* **TASK BRIEF**
Repeat every line of the material below exactly.

* **DATASET ENTRIES**
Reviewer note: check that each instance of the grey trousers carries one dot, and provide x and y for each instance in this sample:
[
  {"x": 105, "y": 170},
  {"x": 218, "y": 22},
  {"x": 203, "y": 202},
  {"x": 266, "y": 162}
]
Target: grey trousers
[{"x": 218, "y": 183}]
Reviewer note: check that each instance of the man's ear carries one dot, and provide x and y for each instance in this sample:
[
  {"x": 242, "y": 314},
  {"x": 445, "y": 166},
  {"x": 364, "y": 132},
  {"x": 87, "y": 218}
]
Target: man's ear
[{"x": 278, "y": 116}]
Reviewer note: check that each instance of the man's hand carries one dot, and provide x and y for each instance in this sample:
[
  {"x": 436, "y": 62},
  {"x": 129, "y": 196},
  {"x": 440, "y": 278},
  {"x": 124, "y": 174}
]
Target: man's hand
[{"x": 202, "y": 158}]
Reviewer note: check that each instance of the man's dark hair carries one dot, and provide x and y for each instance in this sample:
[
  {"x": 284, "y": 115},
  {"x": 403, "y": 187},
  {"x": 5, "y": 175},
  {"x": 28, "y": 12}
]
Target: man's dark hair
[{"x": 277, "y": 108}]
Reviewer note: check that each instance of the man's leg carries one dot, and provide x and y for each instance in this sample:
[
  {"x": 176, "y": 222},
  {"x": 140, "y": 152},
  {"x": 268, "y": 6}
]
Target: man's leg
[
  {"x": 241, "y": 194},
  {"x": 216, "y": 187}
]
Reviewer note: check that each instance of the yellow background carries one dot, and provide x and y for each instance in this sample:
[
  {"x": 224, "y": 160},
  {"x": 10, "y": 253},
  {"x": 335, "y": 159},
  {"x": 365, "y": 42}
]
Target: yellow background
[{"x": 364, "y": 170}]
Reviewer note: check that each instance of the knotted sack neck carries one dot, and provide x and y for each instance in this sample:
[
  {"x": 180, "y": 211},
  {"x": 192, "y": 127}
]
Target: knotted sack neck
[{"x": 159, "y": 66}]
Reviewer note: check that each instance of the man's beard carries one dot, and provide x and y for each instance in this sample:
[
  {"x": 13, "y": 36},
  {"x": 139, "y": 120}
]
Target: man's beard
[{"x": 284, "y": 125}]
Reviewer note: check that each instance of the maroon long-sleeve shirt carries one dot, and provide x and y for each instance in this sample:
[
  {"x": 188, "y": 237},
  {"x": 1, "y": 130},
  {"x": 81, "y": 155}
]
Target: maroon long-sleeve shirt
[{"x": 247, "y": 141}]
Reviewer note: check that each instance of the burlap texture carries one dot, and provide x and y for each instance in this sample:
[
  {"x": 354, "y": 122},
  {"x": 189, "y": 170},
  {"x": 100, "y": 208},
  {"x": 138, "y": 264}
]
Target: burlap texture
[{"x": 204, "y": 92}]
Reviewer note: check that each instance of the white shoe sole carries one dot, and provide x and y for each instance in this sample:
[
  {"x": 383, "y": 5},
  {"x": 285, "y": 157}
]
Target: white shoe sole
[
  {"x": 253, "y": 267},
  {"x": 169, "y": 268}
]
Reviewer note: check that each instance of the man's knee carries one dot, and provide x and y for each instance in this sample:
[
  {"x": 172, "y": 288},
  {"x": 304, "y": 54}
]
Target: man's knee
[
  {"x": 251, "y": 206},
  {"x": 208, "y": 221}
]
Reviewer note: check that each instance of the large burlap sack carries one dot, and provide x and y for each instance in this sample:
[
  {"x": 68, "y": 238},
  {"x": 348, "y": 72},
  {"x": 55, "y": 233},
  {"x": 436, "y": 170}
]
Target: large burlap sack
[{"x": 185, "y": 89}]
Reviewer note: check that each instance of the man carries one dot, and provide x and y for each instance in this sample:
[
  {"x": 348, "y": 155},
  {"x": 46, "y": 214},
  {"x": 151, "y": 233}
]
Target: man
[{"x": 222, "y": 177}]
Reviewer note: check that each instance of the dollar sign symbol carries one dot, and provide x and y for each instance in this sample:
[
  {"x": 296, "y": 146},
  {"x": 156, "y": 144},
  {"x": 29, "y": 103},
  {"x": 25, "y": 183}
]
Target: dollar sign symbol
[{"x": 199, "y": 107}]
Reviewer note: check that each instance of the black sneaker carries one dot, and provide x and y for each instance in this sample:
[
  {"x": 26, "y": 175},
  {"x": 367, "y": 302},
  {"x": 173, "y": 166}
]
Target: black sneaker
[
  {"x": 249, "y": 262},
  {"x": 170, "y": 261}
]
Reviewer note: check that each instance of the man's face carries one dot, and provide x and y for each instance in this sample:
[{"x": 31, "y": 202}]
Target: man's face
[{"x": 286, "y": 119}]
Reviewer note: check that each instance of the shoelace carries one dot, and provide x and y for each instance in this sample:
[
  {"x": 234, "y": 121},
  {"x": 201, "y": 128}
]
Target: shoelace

* **RESPONSE TO THIS EXERCISE**
Reviewer note: check that each instance of the grey trousers carries one dot, and provide x and y for each instance in this sample:
[
  {"x": 105, "y": 170},
  {"x": 218, "y": 22},
  {"x": 203, "y": 202},
  {"x": 266, "y": 162}
]
Target: grey trousers
[{"x": 218, "y": 183}]
Reviewer note: check that each instance of the man's ear carries one dot, and provide x and y for each instance in this sample:
[
  {"x": 242, "y": 314},
  {"x": 445, "y": 166},
  {"x": 364, "y": 132},
  {"x": 87, "y": 218}
]
Target: man's ear
[{"x": 278, "y": 116}]
Reviewer note: check that each instance of the man's hand carries one dot, and provide x and y for each instance in this sample:
[
  {"x": 436, "y": 62},
  {"x": 129, "y": 196},
  {"x": 440, "y": 278},
  {"x": 124, "y": 174}
]
Target: man's hand
[{"x": 202, "y": 158}]
Reviewer note: check that each instance of the man's dark hair carries one dot, and provide x and y for each instance in this sample:
[
  {"x": 284, "y": 115},
  {"x": 403, "y": 187},
  {"x": 5, "y": 175},
  {"x": 28, "y": 12}
]
Target: man's dark hair
[{"x": 277, "y": 108}]
Reviewer note: check that each instance of the man's leg carries one dot, and provide x and y for each instance in this sample:
[
  {"x": 176, "y": 222},
  {"x": 140, "y": 152},
  {"x": 268, "y": 6}
]
Target: man's leg
[
  {"x": 241, "y": 194},
  {"x": 216, "y": 187}
]
Reviewer note: check that each instance of the yellow background carries one dot, and provide x and y for each instance in this sample:
[
  {"x": 224, "y": 160},
  {"x": 10, "y": 253},
  {"x": 335, "y": 159},
  {"x": 365, "y": 42}
]
Target: yellow background
[{"x": 364, "y": 170}]
Reviewer note: check that each instance of the knotted sack neck carries one dot, and provide x and y for each instance in this sample:
[
  {"x": 180, "y": 211},
  {"x": 192, "y": 127}
]
Target: knotted sack neck
[{"x": 159, "y": 66}]
Reviewer note: check that each instance of the man's beard carries one dot, and provide x and y for each instance in this sample:
[
  {"x": 13, "y": 36},
  {"x": 139, "y": 120}
]
Target: man's beard
[{"x": 284, "y": 125}]
Reviewer note: check that each instance of the maroon long-sleeve shirt carries one dot, and provide x and y for each instance in this sample:
[
  {"x": 188, "y": 237},
  {"x": 1, "y": 130},
  {"x": 81, "y": 155}
]
Target: maroon long-sleeve shirt
[{"x": 247, "y": 141}]
Reviewer note: check that each instance of the burlap texture carries one dot, and provide x and y for each instance in this sample:
[
  {"x": 354, "y": 122},
  {"x": 189, "y": 170},
  {"x": 100, "y": 208},
  {"x": 138, "y": 264}
]
Target: burlap texture
[{"x": 204, "y": 92}]
Reviewer note: check that each instance of the white shoe sole carries one dot, and provide x and y for each instance in this sample:
[
  {"x": 383, "y": 5},
  {"x": 285, "y": 157}
]
Target: white shoe sole
[
  {"x": 253, "y": 267},
  {"x": 169, "y": 268}
]
Reviewer note: check that each instance of the man's knee carries one dot, and provide x and y for each instance in this sample:
[
  {"x": 172, "y": 288},
  {"x": 304, "y": 54}
]
Target: man's knee
[
  {"x": 251, "y": 206},
  {"x": 208, "y": 221}
]
Reviewer note: check that each instance of the large burlap sack carries one dot, and provide x and y for each instance in this sample:
[
  {"x": 68, "y": 238},
  {"x": 348, "y": 72},
  {"x": 55, "y": 233},
  {"x": 436, "y": 170}
]
Target: large burlap sack
[{"x": 185, "y": 89}]
Reviewer note: check that each instance of the man carries one dot, and provide x and y for each instance in this sample:
[
  {"x": 348, "y": 155},
  {"x": 46, "y": 214},
  {"x": 151, "y": 233}
]
Target: man
[{"x": 222, "y": 177}]
Reviewer note: check that each instance of the dollar sign symbol carries one dot, and provide x and y for each instance in this sample:
[
  {"x": 296, "y": 146},
  {"x": 156, "y": 144},
  {"x": 29, "y": 103},
  {"x": 25, "y": 183}
]
Target: dollar sign symbol
[{"x": 199, "y": 107}]
Reviewer note: check that each instance of the black sneaker carries one dot, and provide x and y for each instance in this sample:
[
  {"x": 26, "y": 175},
  {"x": 367, "y": 302},
  {"x": 173, "y": 166}
]
Target: black sneaker
[
  {"x": 249, "y": 262},
  {"x": 170, "y": 261}
]
Reviewer note: check that each instance of the man's face carries one dot, and provide x and y for each instance in this sample:
[{"x": 31, "y": 202}]
Target: man's face
[{"x": 286, "y": 119}]
Reviewer note: check that each instance of the shoelace carries one dot, and provide x and y for each instance in this sample:
[
  {"x": 234, "y": 121},
  {"x": 201, "y": 128}
]
Target: shoelace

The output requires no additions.